[[ Dataset records open ]]
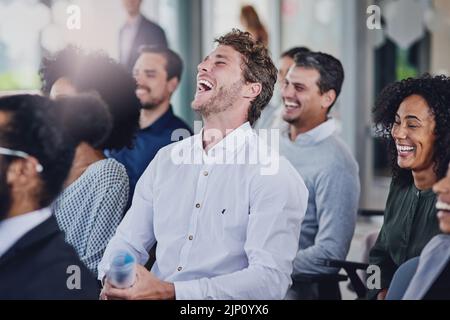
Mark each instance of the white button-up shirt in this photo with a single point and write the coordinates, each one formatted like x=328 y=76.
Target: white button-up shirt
x=224 y=231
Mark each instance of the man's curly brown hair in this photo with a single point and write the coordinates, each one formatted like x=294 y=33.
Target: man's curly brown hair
x=436 y=92
x=257 y=67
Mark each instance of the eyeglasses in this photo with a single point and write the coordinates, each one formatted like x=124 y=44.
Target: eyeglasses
x=20 y=154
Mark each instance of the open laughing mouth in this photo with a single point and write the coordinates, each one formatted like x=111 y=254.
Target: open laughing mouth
x=141 y=90
x=290 y=105
x=204 y=85
x=405 y=151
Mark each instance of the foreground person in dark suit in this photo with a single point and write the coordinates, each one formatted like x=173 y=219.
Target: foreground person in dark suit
x=35 y=262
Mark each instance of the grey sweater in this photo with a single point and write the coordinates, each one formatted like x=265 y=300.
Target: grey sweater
x=331 y=175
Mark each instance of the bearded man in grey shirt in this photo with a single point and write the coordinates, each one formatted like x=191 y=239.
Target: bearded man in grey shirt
x=330 y=172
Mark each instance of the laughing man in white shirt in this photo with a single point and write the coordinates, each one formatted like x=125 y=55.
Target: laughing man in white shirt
x=224 y=209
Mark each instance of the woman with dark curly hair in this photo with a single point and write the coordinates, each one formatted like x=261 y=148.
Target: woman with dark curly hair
x=71 y=71
x=97 y=189
x=414 y=117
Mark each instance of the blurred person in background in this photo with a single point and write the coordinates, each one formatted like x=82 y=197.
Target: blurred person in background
x=271 y=116
x=252 y=24
x=136 y=32
x=157 y=73
x=309 y=141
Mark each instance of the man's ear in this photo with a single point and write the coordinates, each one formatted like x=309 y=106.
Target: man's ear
x=252 y=90
x=172 y=84
x=328 y=98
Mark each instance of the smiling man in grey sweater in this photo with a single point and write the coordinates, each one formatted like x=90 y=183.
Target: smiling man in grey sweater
x=329 y=170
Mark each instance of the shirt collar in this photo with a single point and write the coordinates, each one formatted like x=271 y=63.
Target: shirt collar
x=228 y=146
x=12 y=229
x=161 y=123
x=315 y=135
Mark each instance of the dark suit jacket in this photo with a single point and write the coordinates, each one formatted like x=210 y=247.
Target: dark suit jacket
x=36 y=267
x=148 y=33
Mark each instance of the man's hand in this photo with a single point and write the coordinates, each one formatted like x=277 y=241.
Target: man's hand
x=146 y=287
x=382 y=294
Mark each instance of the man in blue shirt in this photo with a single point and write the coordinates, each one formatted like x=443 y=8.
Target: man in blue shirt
x=157 y=72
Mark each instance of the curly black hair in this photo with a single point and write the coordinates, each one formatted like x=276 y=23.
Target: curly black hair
x=85 y=118
x=97 y=72
x=436 y=92
x=32 y=128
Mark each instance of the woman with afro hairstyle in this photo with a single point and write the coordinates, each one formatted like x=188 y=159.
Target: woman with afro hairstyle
x=72 y=71
x=413 y=116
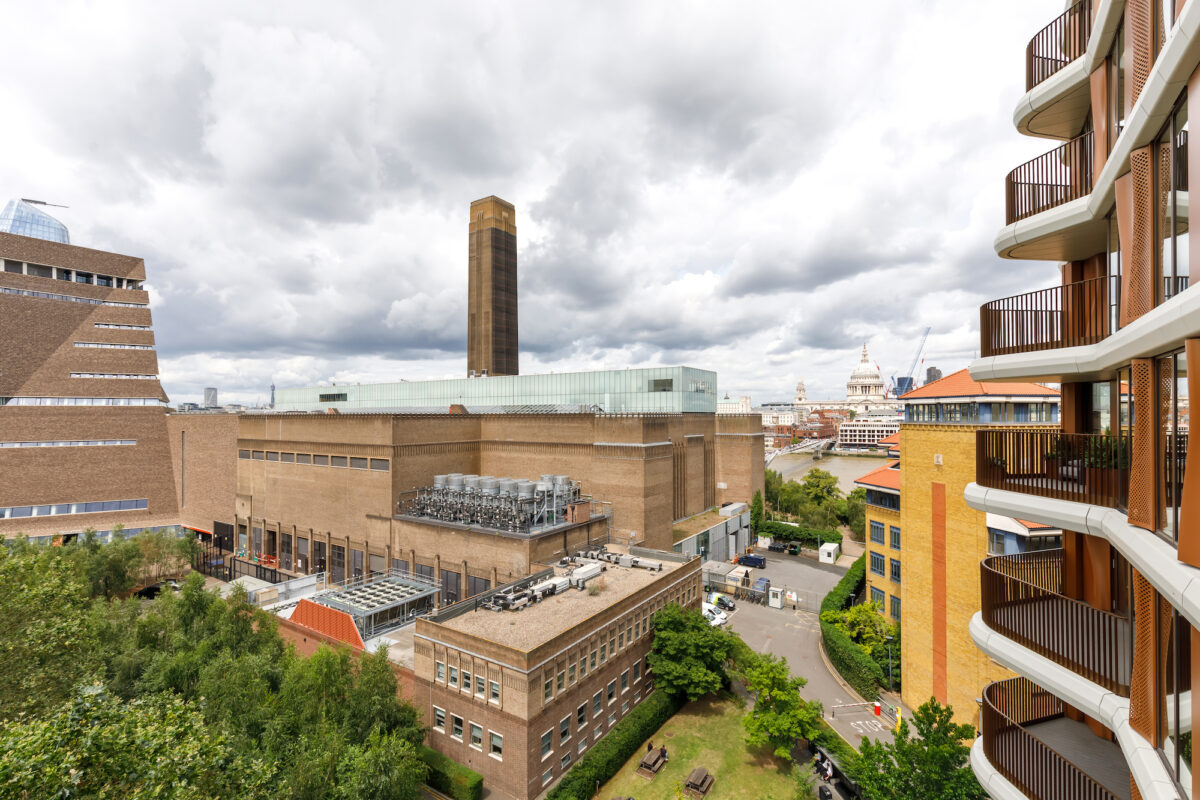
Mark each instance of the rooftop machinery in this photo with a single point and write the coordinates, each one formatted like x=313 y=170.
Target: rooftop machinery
x=499 y=503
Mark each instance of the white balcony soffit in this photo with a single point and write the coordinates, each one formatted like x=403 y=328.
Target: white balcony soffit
x=1055 y=107
x=1159 y=330
x=1045 y=235
x=1111 y=710
x=993 y=782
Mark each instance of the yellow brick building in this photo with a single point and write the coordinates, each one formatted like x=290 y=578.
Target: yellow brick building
x=945 y=540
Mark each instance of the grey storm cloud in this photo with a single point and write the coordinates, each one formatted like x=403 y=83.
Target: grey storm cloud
x=693 y=182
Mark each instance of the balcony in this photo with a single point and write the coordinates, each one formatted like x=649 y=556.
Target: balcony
x=1059 y=43
x=1029 y=740
x=1091 y=468
x=1065 y=316
x=1021 y=599
x=1050 y=180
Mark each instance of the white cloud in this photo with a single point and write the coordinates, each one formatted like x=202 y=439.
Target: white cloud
x=754 y=191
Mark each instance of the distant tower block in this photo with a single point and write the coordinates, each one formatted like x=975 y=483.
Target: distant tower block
x=492 y=289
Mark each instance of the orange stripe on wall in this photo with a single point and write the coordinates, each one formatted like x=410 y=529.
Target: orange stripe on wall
x=939 y=552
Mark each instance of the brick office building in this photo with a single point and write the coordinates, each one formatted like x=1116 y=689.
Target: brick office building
x=520 y=696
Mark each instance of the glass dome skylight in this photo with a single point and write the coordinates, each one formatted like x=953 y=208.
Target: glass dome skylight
x=27 y=220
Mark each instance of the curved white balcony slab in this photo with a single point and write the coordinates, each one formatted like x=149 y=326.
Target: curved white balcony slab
x=1055 y=108
x=993 y=782
x=1150 y=554
x=1167 y=79
x=1162 y=329
x=1111 y=710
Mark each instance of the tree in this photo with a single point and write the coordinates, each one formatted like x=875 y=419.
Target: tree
x=934 y=764
x=779 y=716
x=756 y=512
x=43 y=629
x=820 y=486
x=688 y=655
x=772 y=482
x=388 y=767
x=99 y=746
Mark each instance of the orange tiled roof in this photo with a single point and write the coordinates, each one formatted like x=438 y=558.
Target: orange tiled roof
x=327 y=620
x=960 y=384
x=885 y=476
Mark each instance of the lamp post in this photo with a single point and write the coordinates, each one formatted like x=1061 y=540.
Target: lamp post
x=889 y=662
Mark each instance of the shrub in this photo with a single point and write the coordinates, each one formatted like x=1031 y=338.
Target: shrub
x=805 y=536
x=856 y=667
x=609 y=755
x=450 y=777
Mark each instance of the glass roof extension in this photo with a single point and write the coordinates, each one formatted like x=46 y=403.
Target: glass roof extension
x=25 y=220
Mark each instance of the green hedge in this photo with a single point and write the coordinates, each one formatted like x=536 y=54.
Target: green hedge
x=450 y=777
x=856 y=667
x=805 y=536
x=609 y=755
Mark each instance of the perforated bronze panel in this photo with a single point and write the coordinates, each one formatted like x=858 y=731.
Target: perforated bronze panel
x=1139 y=30
x=1137 y=263
x=1144 y=684
x=1189 y=505
x=1144 y=457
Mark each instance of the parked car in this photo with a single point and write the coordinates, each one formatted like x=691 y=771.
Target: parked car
x=709 y=608
x=721 y=601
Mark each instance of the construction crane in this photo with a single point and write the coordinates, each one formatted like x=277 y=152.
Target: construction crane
x=906 y=383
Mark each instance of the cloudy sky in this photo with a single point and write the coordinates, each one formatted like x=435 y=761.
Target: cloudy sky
x=754 y=188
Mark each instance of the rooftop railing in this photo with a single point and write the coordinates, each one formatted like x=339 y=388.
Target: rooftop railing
x=1069 y=314
x=1059 y=43
x=1090 y=468
x=1050 y=180
x=1029 y=763
x=1021 y=597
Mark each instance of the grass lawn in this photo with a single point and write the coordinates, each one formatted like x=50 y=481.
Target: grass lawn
x=707 y=733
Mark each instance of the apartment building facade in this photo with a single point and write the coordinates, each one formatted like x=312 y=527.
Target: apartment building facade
x=1101 y=631
x=520 y=696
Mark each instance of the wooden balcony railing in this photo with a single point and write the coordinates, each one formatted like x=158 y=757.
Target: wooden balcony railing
x=1059 y=43
x=1021 y=597
x=1030 y=764
x=1059 y=176
x=1079 y=467
x=1065 y=316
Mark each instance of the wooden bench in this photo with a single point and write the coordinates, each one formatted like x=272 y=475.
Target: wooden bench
x=699 y=782
x=652 y=763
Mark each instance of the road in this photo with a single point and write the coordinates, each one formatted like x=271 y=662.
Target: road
x=796 y=636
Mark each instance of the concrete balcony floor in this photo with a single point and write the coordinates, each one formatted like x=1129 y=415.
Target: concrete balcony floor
x=1101 y=759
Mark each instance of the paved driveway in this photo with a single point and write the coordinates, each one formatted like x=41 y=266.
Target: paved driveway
x=796 y=636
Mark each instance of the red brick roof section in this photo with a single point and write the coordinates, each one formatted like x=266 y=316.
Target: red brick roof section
x=330 y=621
x=960 y=384
x=885 y=476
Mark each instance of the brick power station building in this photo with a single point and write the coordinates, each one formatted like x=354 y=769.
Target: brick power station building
x=391 y=503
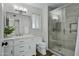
[[ Dataset records closed ]]
- What is being asked -
In the listing above, locate the line with "Target: apartment building facade" and the line with "Mark each instance of the wooden balcony", then extract exactly those lines and every line between them, and nothing more.

- Task response -
Target: apartment building facade
x=1101 y=631
x=520 y=696
Mark each instance of the wooden balcony railing in this photo with a single point and write the coordinates, each one formatted like x=158 y=757.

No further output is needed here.